# Extract provided start

The theoretical physicist says, “I’ve always
wanted to find the rules that governed everything.”
The theoretical physicist says, “Deep laws
emerge.”
I have a friend who asks about “truth” in
poetry. Whenever he does, I want to send him a valentine on musty pink paper.
He lives in a Mid-Century modern house with Mid-Century modern furniture
carefully culled from vintage stores and eBay. He owns an old mahogany stereo
cabinet, jacked up so you can listen to an iPod through it. That’s the kind of
truth in which I am interested.
Plus the silence, plus the static.
Charles Olson writes, “no event/is not
penetrated, in intersection or collision with, an eternal/event.”
To which I offer this corollary: no event is
not penetrated, in intersection or collision with the stock market.
I wish more poets would write about money.
***
(“TOWARDS
A POETICS OF THE DOW”)
Arizona poet Susan Briante’s third book is The Market Wonders (Boise ID: Ahsahta Press, 2016)—following Pioneers in the Study of Motion (Ahsahta
Press, 2007) [see my review of such here] and Utopia Minus (Ahsahta
Press, 2011—a collection that engages with theoretical physics, world events
and the financial markets, specifically the Dow Jones, as well as more
philosophical and personal matters, including “the developing consciousness of
her infant daughter [.]” After years of similar-sounding ‘pastorals,’ it’s
refreshing to see poets who insist on thinking beyond such limitations, from
Lisa Robertson’s stretches into her own pastoral, Christian Bök’s intersections
between humanity, language poetry and hard science [see my review of his latest here], and Briante, who manages to compose a poetry threading the financial markets with the seemingly-mundane aspects of daily life. In an interview posted at Touch the Donkey, she referenced
the collection, still fairly manuscript-fresh:
I think as poets we are always excited by
language, so yes there is something in addressing a new vocabulary. I was also
very interested in engaging with the economic “crisis” of 2008, which marked
the beginning of a new economic normal for many people as well as the beginning
of a kind of narrative crisis. We measure of our “health” in the United States
through economic indexes like the Dow Jones Industrial Average. Most news
broadcasts end with those numbers. But why? That’s not an inevitable choice.
The nation of Bhutan, for example, measures Gross National Happiness
(http://www.gnhbhutan.org/about/) instead of Gross National Product. I created many
of the poems that make up the manuscript, The
Market Wonders, by recording the closing number from the Dow Jones
Industrial Average (DJI), then plugging that number in a variety of search
engines that would lead me to texts. I use those texts and closing number of
the DJI to inspire or influence the poems I was writing. You can find examples
of them here
(http://www.poets.org/poetsorg/poem/october-14%E2%80%94-dow-closes-10015) and
here (http://atticusreview.org/may-26-the-dow-closes-down-9974/).
The DJI became a lens for me and as I finished
that project, I started to look for a lens. For the moment, science, especially
physics, has been offering a new viewpoint for me. In the end, it is often
about seeing how these perspectives, sets of knowledge, and vocabularies
intersect with and inform the quotidian.

# Extract provided end
# Stored records start

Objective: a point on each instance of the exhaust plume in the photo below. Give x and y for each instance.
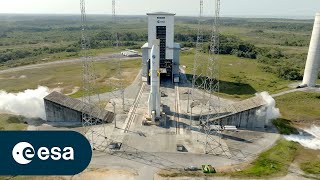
(271, 112)
(28, 103)
(311, 141)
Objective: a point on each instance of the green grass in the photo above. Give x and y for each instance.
(311, 167)
(284, 126)
(11, 122)
(68, 76)
(273, 162)
(241, 78)
(300, 106)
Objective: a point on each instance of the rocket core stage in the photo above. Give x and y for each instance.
(154, 97)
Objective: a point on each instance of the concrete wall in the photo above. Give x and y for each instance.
(58, 113)
(246, 119)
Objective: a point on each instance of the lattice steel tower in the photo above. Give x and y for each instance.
(206, 81)
(88, 87)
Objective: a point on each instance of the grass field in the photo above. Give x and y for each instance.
(241, 78)
(11, 122)
(300, 107)
(273, 162)
(68, 76)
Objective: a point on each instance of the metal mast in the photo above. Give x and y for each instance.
(88, 85)
(206, 82)
(119, 86)
(113, 10)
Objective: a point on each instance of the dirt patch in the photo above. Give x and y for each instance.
(74, 90)
(106, 174)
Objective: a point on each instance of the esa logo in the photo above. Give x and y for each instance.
(23, 153)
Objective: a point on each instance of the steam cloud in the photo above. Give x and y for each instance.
(28, 103)
(271, 112)
(311, 141)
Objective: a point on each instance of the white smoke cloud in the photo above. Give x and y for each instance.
(311, 141)
(271, 112)
(28, 103)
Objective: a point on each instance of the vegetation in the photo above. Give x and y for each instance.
(273, 162)
(300, 107)
(11, 122)
(240, 77)
(284, 126)
(68, 76)
(311, 167)
(279, 45)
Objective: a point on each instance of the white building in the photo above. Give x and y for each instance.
(161, 26)
(313, 61)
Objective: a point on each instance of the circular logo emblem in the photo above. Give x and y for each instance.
(23, 153)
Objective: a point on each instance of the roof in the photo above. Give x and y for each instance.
(161, 13)
(77, 105)
(245, 105)
(175, 46)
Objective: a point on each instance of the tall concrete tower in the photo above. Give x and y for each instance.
(313, 61)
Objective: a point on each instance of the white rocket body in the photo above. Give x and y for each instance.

# Stored records end

- Instruction:
Answer these questions from the text on Susan Briante's The Market Wonders:
(a) According to the theoretical physicist, what do deep laws do?
(b) What press published The Market Wonders, and in what year?
(c) What does the nation of Bhutan measure instead of Gross National Product?
The data above comes from a separate source.

- Task solution:
(a) They emerge.
(b) Ahsahta Press, 2016.
(c) Gross National Happiness.